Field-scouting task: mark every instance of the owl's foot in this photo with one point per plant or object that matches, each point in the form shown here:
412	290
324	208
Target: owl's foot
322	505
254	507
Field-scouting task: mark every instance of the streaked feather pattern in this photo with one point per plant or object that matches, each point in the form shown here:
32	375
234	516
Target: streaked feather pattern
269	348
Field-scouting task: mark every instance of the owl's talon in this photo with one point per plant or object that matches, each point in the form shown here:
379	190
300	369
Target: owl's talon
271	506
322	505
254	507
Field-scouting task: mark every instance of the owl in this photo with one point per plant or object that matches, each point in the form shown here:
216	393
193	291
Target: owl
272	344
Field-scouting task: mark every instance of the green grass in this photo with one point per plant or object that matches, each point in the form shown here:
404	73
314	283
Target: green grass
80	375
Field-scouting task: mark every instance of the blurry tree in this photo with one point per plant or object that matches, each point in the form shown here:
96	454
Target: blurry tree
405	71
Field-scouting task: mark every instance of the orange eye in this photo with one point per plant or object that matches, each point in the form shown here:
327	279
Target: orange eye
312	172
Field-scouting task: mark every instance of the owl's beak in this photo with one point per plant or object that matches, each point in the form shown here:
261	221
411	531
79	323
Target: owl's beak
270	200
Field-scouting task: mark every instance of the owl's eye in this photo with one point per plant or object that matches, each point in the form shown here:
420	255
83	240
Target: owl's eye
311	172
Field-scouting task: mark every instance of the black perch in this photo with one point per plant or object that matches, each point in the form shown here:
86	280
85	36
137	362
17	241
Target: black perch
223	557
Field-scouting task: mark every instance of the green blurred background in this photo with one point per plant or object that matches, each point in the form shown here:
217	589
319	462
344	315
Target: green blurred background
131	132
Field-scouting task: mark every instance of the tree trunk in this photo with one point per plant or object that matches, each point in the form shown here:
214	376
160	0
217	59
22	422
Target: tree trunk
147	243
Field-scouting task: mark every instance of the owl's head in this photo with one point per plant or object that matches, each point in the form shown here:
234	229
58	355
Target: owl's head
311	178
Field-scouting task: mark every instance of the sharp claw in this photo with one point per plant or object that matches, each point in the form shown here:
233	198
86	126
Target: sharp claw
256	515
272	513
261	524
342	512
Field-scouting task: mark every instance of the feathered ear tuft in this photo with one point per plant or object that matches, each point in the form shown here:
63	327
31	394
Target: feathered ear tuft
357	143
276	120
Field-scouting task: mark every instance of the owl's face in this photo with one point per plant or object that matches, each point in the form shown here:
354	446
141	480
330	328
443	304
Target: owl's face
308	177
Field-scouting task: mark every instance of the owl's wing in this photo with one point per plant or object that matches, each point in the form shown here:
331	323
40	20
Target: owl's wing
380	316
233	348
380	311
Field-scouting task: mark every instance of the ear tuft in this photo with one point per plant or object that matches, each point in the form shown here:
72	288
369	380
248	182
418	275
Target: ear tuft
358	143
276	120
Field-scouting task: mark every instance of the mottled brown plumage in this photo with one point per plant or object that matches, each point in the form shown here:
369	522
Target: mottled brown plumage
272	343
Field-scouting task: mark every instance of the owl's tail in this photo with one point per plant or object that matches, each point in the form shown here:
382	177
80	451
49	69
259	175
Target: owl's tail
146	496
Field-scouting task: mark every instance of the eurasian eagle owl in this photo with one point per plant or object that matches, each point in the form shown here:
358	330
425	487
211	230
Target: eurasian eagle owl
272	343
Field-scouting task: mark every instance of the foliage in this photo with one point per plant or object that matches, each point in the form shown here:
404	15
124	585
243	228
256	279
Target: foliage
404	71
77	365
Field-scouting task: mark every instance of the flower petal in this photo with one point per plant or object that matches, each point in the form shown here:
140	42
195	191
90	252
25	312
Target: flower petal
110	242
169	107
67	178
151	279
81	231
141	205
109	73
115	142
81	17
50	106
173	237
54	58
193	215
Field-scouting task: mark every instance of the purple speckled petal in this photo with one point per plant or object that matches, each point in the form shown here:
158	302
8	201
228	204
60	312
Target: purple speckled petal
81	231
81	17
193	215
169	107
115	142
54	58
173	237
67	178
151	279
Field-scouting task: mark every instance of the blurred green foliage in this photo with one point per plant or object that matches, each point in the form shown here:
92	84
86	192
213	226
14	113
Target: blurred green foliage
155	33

☆ ☆ ☆

**INSTRUCTIONS TO FOLLOW**
Every entry, from top to bottom, should be repeated word for word.

**YOUR RESPONSE**
Field-scouting task: mark every instance of the owl's foot in this photo with one point per plant or object that matches, each point in the form shown here:
412	290
324	208
Target: owl's foot
322	505
254	507
Field-scouting task: mark every instance of the streaked feather pattern in this photo with one point per plant or object that matches, each point in the form shown here:
32	375
234	516
Target: streaked feather pattern
269	348
Field-scouting task: mark every instance of the owl's talon in this photo with one point per plant or object that matches, each point in the form shown here:
379	190
300	369
Target: owl's talon
271	506
322	505
254	507
Field-scouting task: mark every instance of the owl in this photo with one point per plant or object that matches, each point in the form shown here:
216	393
193	291
Target: owl
272	344
Field-scouting task: mark every instance of the green grass in this photo with one point per plant or object that matches, each point in the form shown here:
404	73
314	283
Target: green grass
80	375
Field-scouting task: mark every instance of the blurry tree in this photo with one point per plant or object that matches, each point in the form shown here:
96	454
Target: blurry tree
405	71
Field-scouting task: mark every instance of the orange eye in this photo with one point per plant or object that matches, each point in the form shown here:
327	279
Target: orange eye
312	172
Field-scouting task: mark every instance of the owl's beak in this photo with one point per plant or object that matches, each point in the form shown here:
261	221
411	531
79	323
Target: owl's beak
270	200
Field-scouting task: mark every instance of the owl's eye in this photo with one point per plant or object that matches, each point in the form shown here:
420	255
83	240
Target: owl's eye
311	172
Field-scouting task: mark every instance of the black perch in this photo with one point per plant or object that matches, each point in the form shown here:
86	280
85	36
137	362
17	241
Target: black perch
223	557
Field-scouting task: mark every instance of the green blurred background in this photo with one point per plant or object that matches, each point in the form shown here:
217	589
319	462
344	315
Target: green blurred background
131	132
Field-scouting task: mark every instance of the tree trunk in this photo with one point per plant or object that matches, each point in the form shown here:
214	376
160	0
217	59
22	422
Target: tree trunk
147	243
Field-scouting task: mark every instance of the owl's head in this photo with one point per plant or object that matches, each point in the form shown here:
234	229
58	355
Target: owl's head
311	178
Field-scouting task: mark every instance of the sharp claw in this photo with one point per plant or object that matches, each point in the form shown here:
233	198
86	126
Target: sharp claw
256	515
272	513
261	524
342	512
Field-scouting task: mark every instance of the feathered ear tuft in this photo with one point per plant or object that matches, each point in the form shown here:
63	327
31	394
Target: feathered ear tuft
357	143
276	120
Field-scouting task: mark every instance of the owl's face in this photo with one point per plant or object that matches, each point in the form shown here:
354	446
141	480
330	328
443	304
Target: owl's face
308	177
Field-scouting task: mark every instance of the owl's wing in this photo with one point per plant or object that matches, each point in the form shown here:
331	323
40	20
Target: owl's wing
380	316
233	348
380	311
Field-scouting task: mark every instance of the ear tuft in this photo with one point per plant or object that matches, each point in the form shown here:
72	288
369	380
248	182
418	275
Target: ear tuft
358	143
276	120
Field-scouting task: mark every instance of the mottled brown plumage in this photo with one point per plant or object that matches, each point in the form shown here:
369	522
Target: mottled brown plumage
272	343
Field-scouting task: mark every instance of the owl's tail in this photo with one point per plant or object that matches, each point in the form shown here:
382	177
80	451
49	69
259	175
Target: owl's tail
146	496
Field-scouting task: mark every instance of the eurasian eagle owl in this photo with one point per plant or object that matches, each point in the form shown here:
358	330
425	487
211	230
Target: eurasian eagle owl
272	343
Field-scouting task: mark every instance of the foliage in this photo with one point per plant or object that matches, each point in the form shown here:
404	15
124	585
243	228
256	279
Target: foliage
404	71
77	365
Field-scouting task: mark every instance of the flower petal in this photo with one point per plant or object that matches, each point in the form shown here:
140	42
195	191
90	252
25	312
Target: flower petal
110	242
169	107
67	178
151	279
81	231
141	205
109	73
115	142
81	17
50	106
173	237
54	58
193	215
Field-scouting task: mark every instance of the purple speckled petal in this photo with one point per plant or object that matches, each point in the form shown here:
158	302
8	201
228	204
60	312
Target: purple speckled petal
81	231
81	17
193	215
169	107
115	142
54	58
173	237
67	178
151	279
Field-scouting task: mark every instance of the blurred green foliage in this photo with one point per plant or object that matches, each point in the form shown here:
92	84
86	192
213	226
14	113
Target: blurred green foliage
155	33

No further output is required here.